▸ Trecho fornecido
══════════════════════════════
Sou basicamente uma daquelas pessoas do tipo de “carne e osso”. Embora os escritos e os ensinamentos do Rebe sejam de grande importância para mim, continuo a sentir o Rebe como uma parte muito ativa, envolvida em minha vida, mas mesmo assim sinto falta da conexão de carne e osso.
Talvez eu deva me desculpar por não ter me elevado a alturas espirituais maiores. Pois se eu tivesse atingido essas alturas, então talvez minha conexão espiritual com o Rebe fosse suficiente; ou talvez eu teriam interiorizado mais a verdade de que um grande tsadic, uma vez liberto de seu corpo, está livre também das limitações de seu corpo. Porém, se pretendo usar essa oportunidade para escrever, devo ser sincero. E sinceramente, apesar da minha conexão espiritual com ele, sinto falta do Rebe. Meu coração anseia por tê-lo novamente como uma parte do meu relacionamento de carne e osso com ele.
Como era esse relacionamento?
Bem, se eu lhe contasse quão poucas vezes vi realmente o Rebe, você poderia se espantar com o meu sofrimento. E ao saber que jamais falei diretamente com ele, seu assombro seria ainda maior.
══════════════════════════════
▸ Dados fornecidos
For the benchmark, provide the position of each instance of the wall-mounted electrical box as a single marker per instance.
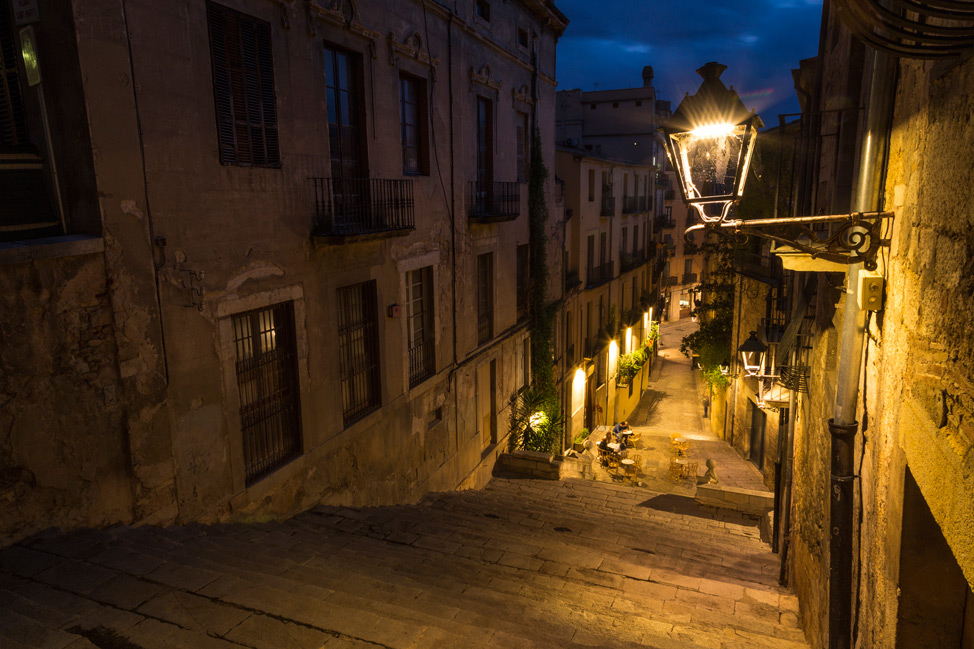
══════════════════════════════
▸ Problemas
(1) No trecho sobre a saudade do Rebe, o que quem narra afirma jamais ter feito com ele?
(2) Resuma em duas frases o trecho sobre a saudade do Rebe.
(3) Dê sequência ao trecho sobre a saudade do Rebe a partir da última frase apresentada.

▸ Respostas dos exercícios
(1) Jamais falou diretamente com o Rebe.

(2) Quem narra se define como uma pessoa do tipo "carne e osso" e, apesar da importância dos ensinamentos do Rebe e da conexão espiritual com ele, sente falta do Rebe e anseia pelo relacionamento de carne e osso. Admite ainda que viu o Rebe poucas vezes e que jamais falou diretamente com ele.

(3)
Não, eu fui simplesmente uma daquelas pessoas que foram a alguns farbrenguens (nunca morei em Crown Heights), fiquei na linha dos dólares uma ou duas vezes, e enviei cartas quando precisava, recebendo respostas somente quando era necessário. Eu tinha trinta e seis anos quando vi o Rebe pela primeira vez, há cerca de dezessete anos. Porém, veja você, sempre que eu ia até o Rebe, ou mesmo quando lhe escrevia, eu me sentia conhecido por ele. Visto por ele. E digo essas palavras – conhecido e visto – no sentido mais profundo. Eu me sentia nu perante ele. E através dele eu me via completamente exposto. Despido da ilusão e do auto-engano.
Fosse o momento privilegiado de um olhar fugaz quando ele me encarava e assentia enquanto eu erguia meu copo num farbrenguen para dizer l’chaim; fosse num frenesi de empolgação quando eu passava na frente dele para receber um dólar, ou numa daquelas ocasiões extraordinárias em que ele me olhou nos olhos pelo que parecia uma eternidade, mas na verdade foram apenas dez ou quinze segundos, eu me senti despido: conhecido desde o meu ser superficial e banal até as profundezas do meu ser, mais profundamente do que eu poderia imaginar.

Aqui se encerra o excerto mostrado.